- [READING PASSAGE]:

::::

Family-Based/Individual

An individual can become a legal permanent resident of the United States through their family either as an Immediate relative or in a Preference category.

  • The B-1/B-2 visa classification is applicable for individuals who wish to enter the United States with a temporary intent of business, tourism, social engagement, medical treatment or participation in amateur sports, music or similar events. They are initially admitted for a period of no more than 6 months and this can be extended in 6-month increments under special circumstances.

    We provide representation for B1/B2 extensions within the US and also provide advice on issues involving misrepresentation or fraud, unlawful presence, unauthorized employment, affidavit of support, and ties to home country.

::::

- [THINGS TO DO]:
a. Answer these questions from the immigration text:
(i) Through which two routes can a person become a legal permanent resident through family?
(ii) What is the longest initial period for which B-1/B-2 holders are admitted?
(iii) In what increments can that period be extended?
b. Say whether each statement agrees with the immigration text, and quote the words that decide it:
(i) The B-1/B-2 classification covers entry for medical treatment.
(ii) A B-1/B-2 stay can be extended in 12-month increments.
(iii) Representation is offered for B1/B2 extensions sought from outside the US.
The lines that come after this have nothing to do with the immigration text.

- [INFORMATION SHOWN]:
::::

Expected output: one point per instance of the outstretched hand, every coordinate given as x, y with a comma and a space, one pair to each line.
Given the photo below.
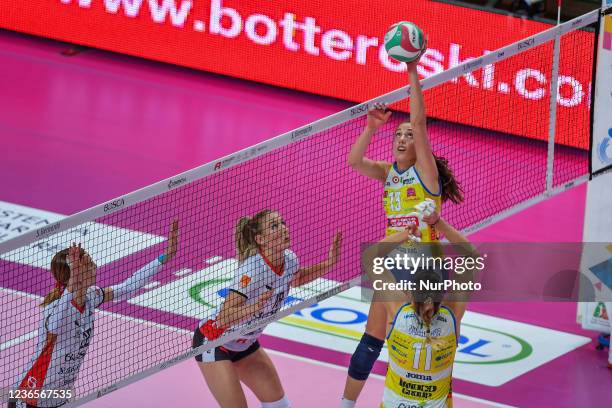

::::

- [ANSWERS TO EACH TASK]:
a.
(i) As an Immediate relative or in a Preference category.
(ii) No more than 6 months.
(iii) In 6-month increments, under special circumstances.

b.
(i) Yes: "business, tourism, social engagement, medical treatment"
(ii) No: "extended in 6-month increments under special circumstances"
(iii) No: "We provide representation for B1/B2 extensions within the US"